Begin Stored records
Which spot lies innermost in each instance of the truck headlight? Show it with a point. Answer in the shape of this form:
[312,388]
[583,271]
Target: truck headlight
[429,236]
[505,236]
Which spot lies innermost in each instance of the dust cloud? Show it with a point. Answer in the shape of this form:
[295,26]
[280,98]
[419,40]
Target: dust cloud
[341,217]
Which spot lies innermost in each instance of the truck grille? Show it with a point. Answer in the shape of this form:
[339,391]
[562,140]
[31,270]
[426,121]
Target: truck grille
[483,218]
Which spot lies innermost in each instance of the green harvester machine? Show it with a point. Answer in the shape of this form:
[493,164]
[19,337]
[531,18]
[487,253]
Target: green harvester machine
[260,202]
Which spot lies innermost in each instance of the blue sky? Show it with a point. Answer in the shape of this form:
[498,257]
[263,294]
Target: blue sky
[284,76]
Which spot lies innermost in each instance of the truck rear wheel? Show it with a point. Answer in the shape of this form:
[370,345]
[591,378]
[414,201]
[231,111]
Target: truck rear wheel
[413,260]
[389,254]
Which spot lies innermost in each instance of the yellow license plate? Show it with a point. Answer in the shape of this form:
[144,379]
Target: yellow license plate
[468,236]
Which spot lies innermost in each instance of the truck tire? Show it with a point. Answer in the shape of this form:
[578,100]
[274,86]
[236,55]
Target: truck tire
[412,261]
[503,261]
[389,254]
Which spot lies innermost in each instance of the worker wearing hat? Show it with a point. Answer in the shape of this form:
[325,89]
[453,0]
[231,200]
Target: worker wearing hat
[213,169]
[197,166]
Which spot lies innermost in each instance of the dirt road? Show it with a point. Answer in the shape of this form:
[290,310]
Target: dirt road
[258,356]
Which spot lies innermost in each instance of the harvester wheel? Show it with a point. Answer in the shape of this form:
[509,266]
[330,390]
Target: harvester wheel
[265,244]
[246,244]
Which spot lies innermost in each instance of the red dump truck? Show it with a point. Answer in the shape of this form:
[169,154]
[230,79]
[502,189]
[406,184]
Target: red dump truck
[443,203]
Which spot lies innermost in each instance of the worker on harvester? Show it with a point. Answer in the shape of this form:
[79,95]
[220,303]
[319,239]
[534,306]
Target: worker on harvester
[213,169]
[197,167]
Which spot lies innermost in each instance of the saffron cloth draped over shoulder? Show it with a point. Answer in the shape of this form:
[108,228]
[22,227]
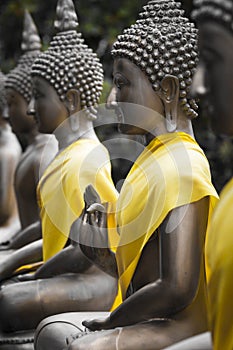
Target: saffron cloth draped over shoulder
[220,270]
[61,189]
[172,171]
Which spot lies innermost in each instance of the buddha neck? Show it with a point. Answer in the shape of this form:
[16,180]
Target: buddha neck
[66,136]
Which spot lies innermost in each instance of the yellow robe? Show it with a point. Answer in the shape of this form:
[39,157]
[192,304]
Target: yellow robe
[172,171]
[219,253]
[60,190]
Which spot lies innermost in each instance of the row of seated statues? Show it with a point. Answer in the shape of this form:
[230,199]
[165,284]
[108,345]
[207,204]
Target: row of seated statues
[85,264]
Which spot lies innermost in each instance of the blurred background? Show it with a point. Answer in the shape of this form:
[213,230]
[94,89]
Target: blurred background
[100,21]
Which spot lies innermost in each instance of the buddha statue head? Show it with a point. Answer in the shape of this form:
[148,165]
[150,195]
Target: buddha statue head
[162,44]
[18,83]
[213,81]
[69,66]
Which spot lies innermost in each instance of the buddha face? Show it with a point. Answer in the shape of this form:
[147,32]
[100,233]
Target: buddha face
[20,121]
[138,105]
[47,107]
[213,81]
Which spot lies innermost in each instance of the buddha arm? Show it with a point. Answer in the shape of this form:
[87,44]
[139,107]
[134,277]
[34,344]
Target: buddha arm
[69,260]
[180,260]
[26,236]
[31,253]
[7,168]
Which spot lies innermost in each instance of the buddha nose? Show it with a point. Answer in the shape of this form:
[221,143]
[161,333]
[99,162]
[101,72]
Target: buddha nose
[31,107]
[199,88]
[111,99]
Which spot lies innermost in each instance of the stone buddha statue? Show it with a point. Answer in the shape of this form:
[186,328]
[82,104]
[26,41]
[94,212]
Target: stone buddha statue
[213,85]
[34,160]
[10,152]
[67,83]
[165,203]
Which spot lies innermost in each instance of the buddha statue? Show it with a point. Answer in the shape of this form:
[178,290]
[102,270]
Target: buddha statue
[67,83]
[213,85]
[10,152]
[165,203]
[34,160]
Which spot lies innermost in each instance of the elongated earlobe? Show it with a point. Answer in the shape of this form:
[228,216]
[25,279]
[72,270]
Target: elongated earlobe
[170,96]
[72,101]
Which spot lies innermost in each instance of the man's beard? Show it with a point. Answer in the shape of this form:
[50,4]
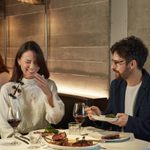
End Stored records
Return each line of the listing above that contains the word "road".

Which spot lies innermost in each instance of the dirt road? Show it with a point. Answer in the shape of this form:
Target: dirt road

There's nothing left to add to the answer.